SET PROBLEM: Update the rows below so that "every instance" reads "each instance" wherever it occurs, leaving everything else unchanged.
^^^^
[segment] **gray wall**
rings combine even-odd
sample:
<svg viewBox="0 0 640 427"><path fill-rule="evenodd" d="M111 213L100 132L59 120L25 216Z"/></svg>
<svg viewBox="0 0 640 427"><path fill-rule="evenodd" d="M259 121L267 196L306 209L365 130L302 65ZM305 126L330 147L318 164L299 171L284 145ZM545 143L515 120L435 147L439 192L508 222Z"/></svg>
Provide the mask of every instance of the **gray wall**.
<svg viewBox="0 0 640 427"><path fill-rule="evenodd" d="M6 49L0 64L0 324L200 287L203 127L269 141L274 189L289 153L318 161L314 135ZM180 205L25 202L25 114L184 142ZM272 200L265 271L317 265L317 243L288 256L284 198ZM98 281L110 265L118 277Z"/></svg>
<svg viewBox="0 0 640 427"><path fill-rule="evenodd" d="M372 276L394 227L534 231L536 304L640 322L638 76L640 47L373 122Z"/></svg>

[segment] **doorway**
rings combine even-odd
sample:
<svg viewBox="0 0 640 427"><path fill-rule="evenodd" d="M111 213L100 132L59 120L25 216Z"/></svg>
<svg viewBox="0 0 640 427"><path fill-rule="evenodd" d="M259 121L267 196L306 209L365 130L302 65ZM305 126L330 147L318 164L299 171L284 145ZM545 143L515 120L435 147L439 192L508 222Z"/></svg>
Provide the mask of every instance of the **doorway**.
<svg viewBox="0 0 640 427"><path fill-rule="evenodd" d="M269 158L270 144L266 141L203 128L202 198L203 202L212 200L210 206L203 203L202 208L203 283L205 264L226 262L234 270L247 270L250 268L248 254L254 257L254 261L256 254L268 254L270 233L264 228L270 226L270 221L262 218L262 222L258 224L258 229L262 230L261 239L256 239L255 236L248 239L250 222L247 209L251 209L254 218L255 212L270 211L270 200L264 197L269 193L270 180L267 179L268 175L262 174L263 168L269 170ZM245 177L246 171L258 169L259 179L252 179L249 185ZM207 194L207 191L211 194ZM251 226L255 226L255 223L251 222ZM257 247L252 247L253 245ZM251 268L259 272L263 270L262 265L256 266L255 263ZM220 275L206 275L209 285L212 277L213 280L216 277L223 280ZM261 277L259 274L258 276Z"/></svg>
^^^^
WRITTEN RESPONSE:
[segment] **gray wall**
rings combine even-odd
sample:
<svg viewBox="0 0 640 427"><path fill-rule="evenodd" d="M111 213L100 132L59 120L25 216Z"/></svg>
<svg viewBox="0 0 640 427"><path fill-rule="evenodd" d="M259 121L267 196L306 209L365 130L302 65ZM305 126L330 147L318 164L299 171L284 145ZM545 143L515 120L435 147L439 192L508 222Z"/></svg>
Provide the mask of each instance of the **gray wall**.
<svg viewBox="0 0 640 427"><path fill-rule="evenodd" d="M6 49L0 64L0 324L200 287L203 127L269 141L274 189L289 153L318 161L314 135ZM180 205L25 202L25 114L184 142ZM272 200L265 271L317 265L317 243L288 256L284 198ZM98 281L110 265L118 277Z"/></svg>
<svg viewBox="0 0 640 427"><path fill-rule="evenodd" d="M372 276L394 227L534 231L536 304L640 322L638 76L640 47L373 122Z"/></svg>

[segment] **doorway**
rings combine even-odd
sample:
<svg viewBox="0 0 640 427"><path fill-rule="evenodd" d="M111 213L100 132L59 120L25 216Z"/></svg>
<svg viewBox="0 0 640 427"><path fill-rule="evenodd" d="M259 121L267 196L306 209L365 130L302 65ZM305 126L330 147L318 164L299 171L284 145ZM545 143L515 120L435 147L439 192L508 222Z"/></svg>
Provide the mask of each instance of the **doorway**.
<svg viewBox="0 0 640 427"><path fill-rule="evenodd" d="M269 158L270 144L266 141L203 128L202 198L203 202L212 200L210 206L203 203L202 208L203 283L205 264L226 262L234 270L247 270L250 268L248 254L254 257L254 261L256 254L268 254L270 233L264 228L270 226L270 221L262 218L262 222L258 224L258 229L262 230L261 239L256 239L255 236L248 239L250 222L247 209L251 209L254 218L255 212L270 211L270 200L264 197L269 193L270 180L267 179L268 175L262 174L263 168L269 170ZM245 177L246 171L258 169L259 179L252 179L249 185ZM207 194L207 191L211 194ZM251 226L255 226L255 223L251 222ZM257 247L252 247L253 245ZM251 268L259 272L263 270L262 265L256 266L255 263ZM220 275L206 275L209 285L212 277L213 280L216 277L223 280ZM261 277L259 274L258 276Z"/></svg>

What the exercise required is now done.